Follow TV Tropes

Following

Series / The Army Game

Go To

https://static.tvtropes.org/pmwiki/pub/images/army_game_vol_1.jpg

The Army Game is a British sitcom that was broadcast on ITV from 1957 to 1961. It was the very first ITV sitcom and was made by Granada, and created by Sid Colin. It follows the exploits of Hut 29, a dysfunctional group of soldiers and their National Service conscription into the British Army during the post war years.

The original cast consisted of William Hartnell, Michael Medwin, Geoffrey Sumner, Alfie Bass, Charles Hawtrey, Bernard Bresslaw, and Norman Rossington. The cast would change over the years with actors such as Bill Fraser, Ted Lune, Frank Williams, Harry Fowler and Dick Emery appearing in subsequent series.

The show centres on a group of National Service army conscripts who are based in Hut 29 at the Surplus Ordnance Depot, Nether Hopping, Staffordshire. The sitcom follows the antics of the privates, who are determined to dodge work and create some amusement out of a situation they'd rather not be in, and the attempts of their superior officers to stop the fun and keep the showers clean.

→ THE TASK
Update the passage of The Army Game description from "The original cast" up to and including "in subsequent series.", putting "later series" in place of "subsequent series".

Stored records:
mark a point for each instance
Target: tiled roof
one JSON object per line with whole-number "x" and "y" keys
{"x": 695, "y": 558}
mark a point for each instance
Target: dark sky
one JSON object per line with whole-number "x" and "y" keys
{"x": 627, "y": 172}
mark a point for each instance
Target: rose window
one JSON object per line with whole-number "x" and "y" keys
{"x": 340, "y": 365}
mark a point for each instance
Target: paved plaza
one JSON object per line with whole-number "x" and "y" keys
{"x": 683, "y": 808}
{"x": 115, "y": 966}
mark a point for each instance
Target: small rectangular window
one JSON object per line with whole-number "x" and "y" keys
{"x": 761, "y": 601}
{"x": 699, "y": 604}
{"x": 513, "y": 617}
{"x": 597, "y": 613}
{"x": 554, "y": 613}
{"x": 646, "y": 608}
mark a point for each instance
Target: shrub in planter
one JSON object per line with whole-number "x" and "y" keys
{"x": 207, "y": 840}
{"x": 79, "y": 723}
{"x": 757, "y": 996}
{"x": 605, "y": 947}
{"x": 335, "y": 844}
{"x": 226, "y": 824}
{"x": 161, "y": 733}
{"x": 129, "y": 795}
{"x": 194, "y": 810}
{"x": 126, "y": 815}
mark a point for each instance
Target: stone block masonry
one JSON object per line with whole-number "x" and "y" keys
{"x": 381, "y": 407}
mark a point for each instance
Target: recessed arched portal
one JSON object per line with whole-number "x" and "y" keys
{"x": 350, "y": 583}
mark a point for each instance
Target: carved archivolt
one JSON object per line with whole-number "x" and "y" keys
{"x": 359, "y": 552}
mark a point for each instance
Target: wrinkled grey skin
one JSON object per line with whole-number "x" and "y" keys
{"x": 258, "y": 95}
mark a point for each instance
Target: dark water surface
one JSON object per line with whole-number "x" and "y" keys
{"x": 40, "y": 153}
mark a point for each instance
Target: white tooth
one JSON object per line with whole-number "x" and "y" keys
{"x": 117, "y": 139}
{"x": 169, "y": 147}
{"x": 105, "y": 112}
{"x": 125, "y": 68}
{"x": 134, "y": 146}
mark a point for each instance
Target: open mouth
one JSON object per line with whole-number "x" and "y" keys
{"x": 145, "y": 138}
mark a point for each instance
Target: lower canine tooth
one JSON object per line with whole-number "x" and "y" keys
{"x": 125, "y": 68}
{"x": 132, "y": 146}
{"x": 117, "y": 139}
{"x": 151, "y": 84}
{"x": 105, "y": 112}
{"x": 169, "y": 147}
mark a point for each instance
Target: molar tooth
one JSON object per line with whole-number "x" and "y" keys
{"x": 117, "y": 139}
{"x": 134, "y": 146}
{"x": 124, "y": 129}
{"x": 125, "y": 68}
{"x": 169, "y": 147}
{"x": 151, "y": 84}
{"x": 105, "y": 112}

→ FULL OUTPUT
The original cast consisted of William Hartnell, Michael Medwin, Geoffrey Sumner, Alfie Bass, Charles Hawtrey, Bernard Bresslaw, and Norman Rossington. The cast would change over the years with actors such as Bill Fraser, Ted Lune, Frank Williams, Harry Fowler and Dick Emery appearing in later series.